**Text under study:**
>>

Ben, go look up the half-life of I-131 -- it's a tad over 8 days. Then go look up the radionuclide measurementsaround the Fukushima reactors, where there is no detectable I131.
And then propose to me the magical mechanism that would transfer I131 from a reactor accident many months ago to Europe now while leaving no trace in Japan and detectable 131I in Europe, 32 half-lives later.
You might want to wait. Chaco says he's digging into the partial email matter today. Maybe that doesn't matter. heh.
No, you stupid ass, I said *you* can look if you like. I do plan to look at the emails, but frankly having read a whole *lot* of these emails in the last two years, I don't think there's much of a cotnext issue at all.
Bonjour!
Posted by: Jane | November 25, 2011 at 08:33 AM
Buon Giorno
Posted by: peter | November 25, 2011 at 08:39 AM
'A bug not a feature'
http://blog.heritage.org/2011/11/24/obama-administration-approving-only-35-percent-of-gulf-drilling-plans/
Posted by: narciso | November 25, 2011 at 08:39 AM
Walker is still signing laws the unions don't like! If teachers want to view porn on school computers, they should sign a recall petition today.
Posted by: henry | November 25, 2011 at 08:50 AM
I had a wonderful Thanksgiving surprise.

<<

**Listed records:**

>>

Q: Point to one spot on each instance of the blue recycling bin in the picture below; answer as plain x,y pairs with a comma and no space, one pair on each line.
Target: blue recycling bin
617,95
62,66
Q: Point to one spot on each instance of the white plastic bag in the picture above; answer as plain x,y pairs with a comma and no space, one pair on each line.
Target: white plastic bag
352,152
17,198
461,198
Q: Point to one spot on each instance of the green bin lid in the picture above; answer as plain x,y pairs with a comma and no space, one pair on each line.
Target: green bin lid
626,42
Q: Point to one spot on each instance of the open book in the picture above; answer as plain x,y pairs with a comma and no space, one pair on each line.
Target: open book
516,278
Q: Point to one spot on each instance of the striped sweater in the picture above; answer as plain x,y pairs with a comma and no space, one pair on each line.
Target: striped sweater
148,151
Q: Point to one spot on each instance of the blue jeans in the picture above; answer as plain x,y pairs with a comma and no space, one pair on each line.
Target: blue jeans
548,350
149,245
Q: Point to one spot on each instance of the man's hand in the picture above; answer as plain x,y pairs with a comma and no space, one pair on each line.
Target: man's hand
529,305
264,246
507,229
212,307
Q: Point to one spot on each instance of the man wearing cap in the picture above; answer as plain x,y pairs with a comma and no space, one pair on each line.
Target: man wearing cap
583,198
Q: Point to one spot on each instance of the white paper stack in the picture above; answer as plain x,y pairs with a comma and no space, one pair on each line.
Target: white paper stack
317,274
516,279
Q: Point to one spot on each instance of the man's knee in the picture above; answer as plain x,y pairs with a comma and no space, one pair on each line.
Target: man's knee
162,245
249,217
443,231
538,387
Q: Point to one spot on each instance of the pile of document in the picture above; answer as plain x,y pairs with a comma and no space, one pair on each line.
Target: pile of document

<<

**Instructions:**
1 – In the blog comment thread, what half-life is given for I-131?
2 – Extend the blog comment thread past its final line, "I had a wonderful Thanksgiving surprise."

**Responses to the exercise:**
1 – A little over 8 days.

2 –
After baking the ham, calling my son in Pittsburgh, and loading up the car, I drove the few blocks to my daughter's house where the family was gathering - kids, grandkids, etc.
I walked into the kitchen and heard Happy Thanksgiving, Mom - it was my Pittsburgh son and his girlfriend who had flown out yesterday to surprise me! Of course, I cried. "But, I just called you an hour ago in Pittsburgh!" "Mom, its a cell phone - duh!"
I guess if I couldn't have the now famous (A)B brined turkey, this was a damned good Thanksgiving anyway.
Posted by: centralcal | November 25, 2011 at 08:50 AM
Wow Centralcal, that is wonderful!
Posted by: Jane | November 25, 2011 at 08:56 AM
From a George Will column, on Hot Air;
A market research firm found that people who buy the $43,000 Chevy Volt (seats four in space not taken by its 400-pound battery) or the $34,500 Nissan Leaf, and who get a $7,500 government bribe (a.k.a. tax credit) for doing so, have average annual incomes of $150,000, and half of the buyers own at least two other vehicles.
Posted by: narciso | November 25, 2011 at 09:03 AM
What do they say, you tax what you want less of;
http://www.nytimes.com/2011/11/24/opinion/how-to-end-the-black-friday-madness.html?_r=1&pagewanted=all
Posted by: narciso | November 25, 2011 at 09:07 AM
Accidentally turned off the Narcisolator.
Fixed now.
Posted by: Melinda Romanoff | November 25, 2011 at 09:20 AM
c-cal-
How nice a surprise is that!
Posted by: Melinda Romanoff | November 25, 2011 at 09:21 AM
Black Friday:
"The day's name originated in Philadelphia, where it originally was used to describe the heavy and disruptive pedestrian and vehicle traffic which would occur on the day after Thanksgiving."
Just didn't want anyone hammering TM unjustly for Racism.
Posted by: daddy | November 25, 2011 at 09:27 AM
LOL Tom. And it was nice of you not to link it.
Posted by: RichatUF | November 25, 2011 at 09:28 AM
Yeah, it was pretty special. He has spent a Christmas or two with the family here in California. But, this was the first Thanksgiving in almost 10 years. So - woo hoo!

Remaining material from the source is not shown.